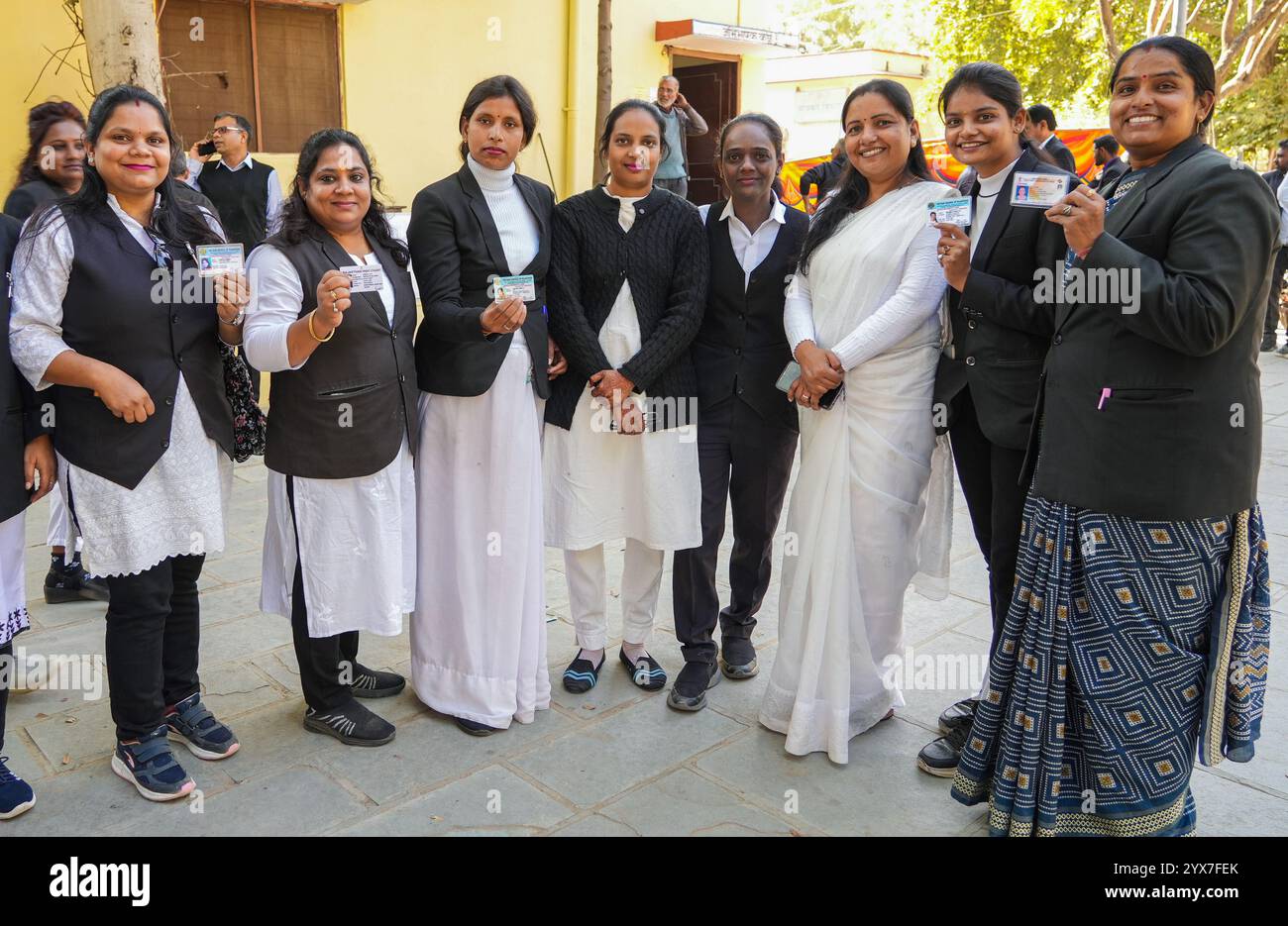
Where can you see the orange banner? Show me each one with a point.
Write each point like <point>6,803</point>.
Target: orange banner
<point>948,169</point>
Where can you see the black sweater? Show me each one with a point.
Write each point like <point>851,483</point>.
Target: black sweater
<point>664,257</point>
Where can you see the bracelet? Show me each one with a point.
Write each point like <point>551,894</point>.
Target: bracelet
<point>313,334</point>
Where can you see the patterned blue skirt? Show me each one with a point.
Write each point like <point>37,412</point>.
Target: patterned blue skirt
<point>1127,644</point>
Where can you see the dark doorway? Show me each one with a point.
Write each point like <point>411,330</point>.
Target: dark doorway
<point>711,88</point>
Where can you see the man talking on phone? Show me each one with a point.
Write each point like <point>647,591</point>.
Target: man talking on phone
<point>682,121</point>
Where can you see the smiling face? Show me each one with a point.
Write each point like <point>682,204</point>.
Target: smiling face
<point>979,133</point>
<point>748,162</point>
<point>339,191</point>
<point>494,133</point>
<point>133,151</point>
<point>62,154</point>
<point>877,138</point>
<point>634,151</point>
<point>1154,106</point>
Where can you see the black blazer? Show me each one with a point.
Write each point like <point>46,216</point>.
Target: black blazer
<point>1000,331</point>
<point>1179,436</point>
<point>1059,151</point>
<point>455,254</point>
<point>20,415</point>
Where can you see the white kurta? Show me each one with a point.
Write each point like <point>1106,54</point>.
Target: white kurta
<point>604,485</point>
<point>478,635</point>
<point>356,537</point>
<point>13,587</point>
<point>180,505</point>
<point>870,469</point>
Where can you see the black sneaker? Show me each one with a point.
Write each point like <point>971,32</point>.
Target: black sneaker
<point>961,712</point>
<point>738,657</point>
<point>352,724</point>
<point>939,759</point>
<point>69,582</point>
<point>645,671</point>
<point>475,728</point>
<point>690,691</point>
<point>372,682</point>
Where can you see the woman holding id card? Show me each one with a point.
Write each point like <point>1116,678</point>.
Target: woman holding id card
<point>333,322</point>
<point>481,244</point>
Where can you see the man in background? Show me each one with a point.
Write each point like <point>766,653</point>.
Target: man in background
<point>682,121</point>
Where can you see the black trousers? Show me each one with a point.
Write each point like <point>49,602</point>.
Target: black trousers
<point>1276,282</point>
<point>154,633</point>
<point>990,476</point>
<point>750,463</point>
<point>327,664</point>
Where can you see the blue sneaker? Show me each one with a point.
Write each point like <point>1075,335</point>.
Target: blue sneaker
<point>150,767</point>
<point>191,724</point>
<point>16,795</point>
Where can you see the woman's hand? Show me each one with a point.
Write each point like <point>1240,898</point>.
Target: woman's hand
<point>557,363</point>
<point>123,395</point>
<point>39,460</point>
<point>820,369</point>
<point>503,316</point>
<point>333,301</point>
<point>1082,214</point>
<point>953,253</point>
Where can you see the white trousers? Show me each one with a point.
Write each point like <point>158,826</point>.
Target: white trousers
<point>588,592</point>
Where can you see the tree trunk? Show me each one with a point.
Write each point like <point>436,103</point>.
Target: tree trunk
<point>121,44</point>
<point>603,82</point>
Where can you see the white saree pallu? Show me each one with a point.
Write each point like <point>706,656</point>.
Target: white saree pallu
<point>872,504</point>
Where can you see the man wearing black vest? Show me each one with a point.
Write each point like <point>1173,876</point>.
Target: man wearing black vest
<point>746,427</point>
<point>246,193</point>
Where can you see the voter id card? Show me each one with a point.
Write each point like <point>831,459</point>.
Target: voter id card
<point>954,211</point>
<point>523,286</point>
<point>362,277</point>
<point>1038,189</point>
<point>217,259</point>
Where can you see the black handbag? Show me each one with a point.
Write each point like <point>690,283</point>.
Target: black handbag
<point>250,425</point>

# # # # # # #

Task details | What is needed is an exact copy of the records above, with no pictures in it.

Result |
Where can you see the orange banner? Show me each one with a point.
Write each point like <point>6,803</point>.
Target: orange banner
<point>948,169</point>
Where can you see the black sweater? Show me each one with a point.
Write each point like <point>851,483</point>.
Target: black sweater
<point>664,257</point>
Where can you see the bracelet? Show me each one with a point.
Write each point like <point>551,894</point>.
Target: bracelet
<point>313,334</point>
Where can you see the patterned blue skirt? Show me each one with a point.
Write each point like <point>37,412</point>.
Target: patterned blue skirt
<point>1127,644</point>
Where can you see the dark doorway? Show me each one with a point.
Write each point like <point>411,330</point>.
Target: dark doorway
<point>711,88</point>
Where can you see the man talking on phone? Show me each one with a point.
Write each point like <point>647,591</point>.
Target: man talking on phone
<point>682,121</point>
Where can you see the smiling face? Show me each one with a point.
Write each point like <point>682,204</point>.
Target: smiling face
<point>979,133</point>
<point>748,162</point>
<point>339,191</point>
<point>494,133</point>
<point>133,151</point>
<point>62,154</point>
<point>877,138</point>
<point>634,151</point>
<point>1154,106</point>
Where can you see the black blazer? Show me each one with a point.
Write each point like <point>46,216</point>.
Target: black blazer
<point>1000,331</point>
<point>1179,436</point>
<point>1059,151</point>
<point>455,254</point>
<point>20,415</point>
Where can you see the white kurta? Show me each one with a point.
Write each point like <point>1106,54</point>.
Target: white kurta
<point>604,485</point>
<point>478,635</point>
<point>356,537</point>
<point>13,587</point>
<point>180,505</point>
<point>870,469</point>
Where can you see the black sneaker? Show me each one with a point.
Write each point like <point>971,32</point>.
Target: black sneaker
<point>961,712</point>
<point>738,657</point>
<point>352,724</point>
<point>939,759</point>
<point>69,582</point>
<point>645,671</point>
<point>475,728</point>
<point>690,691</point>
<point>372,682</point>
Where can you see the woman holding id card? Show me each one with a point.
Write each point like <point>1116,678</point>.
Target: woman holding id card
<point>333,322</point>
<point>481,244</point>
Where can you see the man in background? Show me each one with a point.
Write each point like <point>766,653</point>.
Target: man in background
<point>682,121</point>
Where can you see the black trousers? Show me each one with a point.
Write each point like <point>49,602</point>.
Target: black trousers
<point>1276,282</point>
<point>154,633</point>
<point>990,476</point>
<point>750,463</point>
<point>327,664</point>
Where can you see the blue sneaker? Show me each one with a point.
Write each point like <point>1075,335</point>.
Target: blue sneaker
<point>150,767</point>
<point>191,724</point>
<point>16,795</point>
Where can you see the woman's hand? Show me each one with a point.
Write each point like <point>1240,898</point>.
Target: woman's hand
<point>557,363</point>
<point>123,395</point>
<point>39,460</point>
<point>820,369</point>
<point>503,316</point>
<point>333,301</point>
<point>1082,214</point>
<point>953,253</point>
Where can you see the white trousers? Show me each one with a point.
Write each point like <point>158,826</point>.
Target: white trousers
<point>588,592</point>
Where can you see the tree trunk? Show me each one with a point.
Write each point like <point>436,103</point>.
Target: tree trunk
<point>121,44</point>
<point>603,82</point>
Where can you see the white saree pallu? Show me each one with a point.
Write each point like <point>706,656</point>.
Target: white saree pallu
<point>872,504</point>
Where can you see the man wearing black vest? Show me each one with a point.
Write each point like <point>1173,876</point>.
Target: man wearing black vest
<point>746,427</point>
<point>246,193</point>
Where can you see the voter id card? Show me each one with a point.
Write each point like <point>831,459</point>.
Target: voter id card
<point>954,211</point>
<point>523,286</point>
<point>362,277</point>
<point>1038,189</point>
<point>217,259</point>
Where can you see the black handbag? Show me each one with a point.
Write each point like <point>690,283</point>.
Target: black handbag
<point>250,425</point>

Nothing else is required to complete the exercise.